SELECTED EXTRACT:
== Segment start ==
Knee Replacement Rehab [What You Need To Know]

Total Knee Replacement Surgery

Several years ago, when I was a Physical Therapy student, I had the privilege of observing a couple of live surgeries, one of which was a Total Knee Replacement. Simply put, I was blown away at how mechanical the surgeon and his team were during the procedure. The process was precise down to the last detail – the preparation, the cuts, the tools, the measurements – nothing was left to chance. There was no guesswork, just a series of steps that were taken to get the job done.

I’m glad I got to see this surgery in particular because my current workload consists of seeing many patients recovering from Knee Replacements. Over the years I’ve learned a great deal about the rehabilitative process and what it takes to be successful.

Although outcomes are good and success is likely, no one wants surgery – it’s a last resort.

That said, if you struggle with knee pain, there’s good news. There are steps you can take to improve your mobility, strength, and function to delay and, sometimes, bypass surgery altogether.

Let’s take a look at what the knee replacement surgery looks like, who needs one, the outcomes, what the rehabilitation process looks like, and – most importantly – the steps you can take to, hopefully, never have to get one…

What Is a Knee Replacement?

Also known as a Total Knee Arthroplasty, the Total Knee Replacement is a surgery to replace the surfaces of the knee joint. It is most commonly performed for end-stage osteoarthritis of the knee1.

The operation can be a partial or total Knee Replacement. Put simply, the procedure consists of replacing the joint surfaces of the knee with specially designed metal and plastic components that simulate normal knee motion.

Knee Replacements are common. I see them all the time – pretty much every day in the clinic I work at.

How common? In 2008, 650,000 Knee Replacements were performed in the United States2.

Who Needs A Knee Replacement?

The main indication for a Knee Replacement is end-stage Osteoarthritis, which accounts for more than 94% to 97% of the operations3.

Arthritis is common, though, and not everyone who has it requires surgery. 27 million people in the US are diagnosed with arthritis4 and that number is projected to reach 67 million by 20305.

More than 50% of people older than 65 years have arthritis on their x-rays6. Will all of these people need their knees replaced?

I hope not.

By itself, arthritis isn’t enough to warrant surgery. Millions of people have arthritis who have very little pain, if any.

To justify a Total Knee Replacement, in addition to the confirmed arthritis, the patient must have severe pain that limits activities of daily living, especially persistent pain at night or with weight-bearing activities7.

Even if all of this criteria has been met, a Knee Replacement should only be considered after all conservative measures have been exhausted8 for at least 6 months9.
== Segment end ==
TASK PROMPT: According to the knee replacement article, how many knee replacements were performed in the United States in 2008? The items that follow the knee replacement article are not required for this exercise.

Image-grounded pointing data
== Segment start ==
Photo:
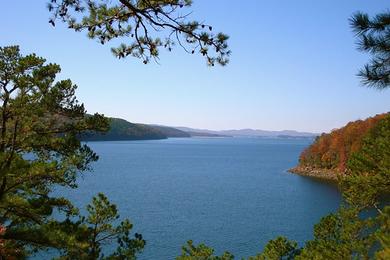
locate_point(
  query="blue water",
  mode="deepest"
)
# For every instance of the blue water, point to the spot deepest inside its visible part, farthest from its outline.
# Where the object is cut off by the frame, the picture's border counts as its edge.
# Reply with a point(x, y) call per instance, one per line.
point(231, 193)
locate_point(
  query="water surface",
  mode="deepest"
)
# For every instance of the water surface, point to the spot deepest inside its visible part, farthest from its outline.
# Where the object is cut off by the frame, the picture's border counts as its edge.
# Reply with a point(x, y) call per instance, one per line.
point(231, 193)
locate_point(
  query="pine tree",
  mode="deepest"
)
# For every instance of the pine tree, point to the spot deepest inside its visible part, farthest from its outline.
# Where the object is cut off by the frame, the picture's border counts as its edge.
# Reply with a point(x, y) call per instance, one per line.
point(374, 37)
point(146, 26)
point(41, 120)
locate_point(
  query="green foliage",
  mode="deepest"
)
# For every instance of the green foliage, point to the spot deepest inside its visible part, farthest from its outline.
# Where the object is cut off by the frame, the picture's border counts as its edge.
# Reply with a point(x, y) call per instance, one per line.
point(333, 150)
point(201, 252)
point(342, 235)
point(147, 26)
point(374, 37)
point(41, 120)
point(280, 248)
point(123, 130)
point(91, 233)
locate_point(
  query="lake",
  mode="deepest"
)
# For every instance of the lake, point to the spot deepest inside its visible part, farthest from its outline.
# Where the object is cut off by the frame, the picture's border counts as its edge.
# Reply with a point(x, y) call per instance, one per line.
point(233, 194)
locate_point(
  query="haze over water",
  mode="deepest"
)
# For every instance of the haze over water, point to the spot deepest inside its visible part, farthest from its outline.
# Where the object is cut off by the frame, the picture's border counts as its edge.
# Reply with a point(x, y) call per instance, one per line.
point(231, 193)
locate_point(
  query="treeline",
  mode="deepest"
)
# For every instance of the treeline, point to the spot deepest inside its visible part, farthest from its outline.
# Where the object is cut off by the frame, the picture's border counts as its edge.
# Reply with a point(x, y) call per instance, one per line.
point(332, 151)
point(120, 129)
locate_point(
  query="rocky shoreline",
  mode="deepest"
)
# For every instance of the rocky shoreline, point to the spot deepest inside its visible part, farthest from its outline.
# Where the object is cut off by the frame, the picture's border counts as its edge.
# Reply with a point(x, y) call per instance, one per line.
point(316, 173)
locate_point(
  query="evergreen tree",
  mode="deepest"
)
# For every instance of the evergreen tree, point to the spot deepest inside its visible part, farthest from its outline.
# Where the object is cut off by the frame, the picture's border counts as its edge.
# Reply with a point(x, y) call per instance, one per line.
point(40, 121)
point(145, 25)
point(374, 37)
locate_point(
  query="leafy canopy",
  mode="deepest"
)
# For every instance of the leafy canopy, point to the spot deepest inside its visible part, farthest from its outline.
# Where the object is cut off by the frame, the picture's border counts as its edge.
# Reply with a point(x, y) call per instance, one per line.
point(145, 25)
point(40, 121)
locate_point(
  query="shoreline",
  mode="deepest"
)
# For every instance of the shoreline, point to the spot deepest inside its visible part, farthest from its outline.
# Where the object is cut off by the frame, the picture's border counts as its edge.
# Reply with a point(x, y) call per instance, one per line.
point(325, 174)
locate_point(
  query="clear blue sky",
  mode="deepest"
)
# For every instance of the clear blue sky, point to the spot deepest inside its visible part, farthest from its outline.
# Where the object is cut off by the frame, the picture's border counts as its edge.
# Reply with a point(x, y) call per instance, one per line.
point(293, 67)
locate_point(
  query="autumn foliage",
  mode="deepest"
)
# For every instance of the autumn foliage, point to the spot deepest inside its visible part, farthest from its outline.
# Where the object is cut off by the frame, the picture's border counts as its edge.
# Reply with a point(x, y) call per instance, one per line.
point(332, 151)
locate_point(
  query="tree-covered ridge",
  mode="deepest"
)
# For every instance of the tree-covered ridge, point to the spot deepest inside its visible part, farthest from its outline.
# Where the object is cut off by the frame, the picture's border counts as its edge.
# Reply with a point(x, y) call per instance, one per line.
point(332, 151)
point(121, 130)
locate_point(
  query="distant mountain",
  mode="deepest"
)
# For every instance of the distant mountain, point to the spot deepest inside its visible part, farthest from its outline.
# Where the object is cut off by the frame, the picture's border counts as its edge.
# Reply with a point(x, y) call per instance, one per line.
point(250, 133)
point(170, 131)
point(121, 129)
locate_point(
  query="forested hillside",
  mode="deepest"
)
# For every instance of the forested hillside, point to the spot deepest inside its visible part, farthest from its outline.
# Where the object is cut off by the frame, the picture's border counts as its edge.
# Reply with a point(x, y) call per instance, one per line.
== Segment end ==
SOLUTION TO THIS TASK: 650,000 knee replacements were performed in the United States in 2008.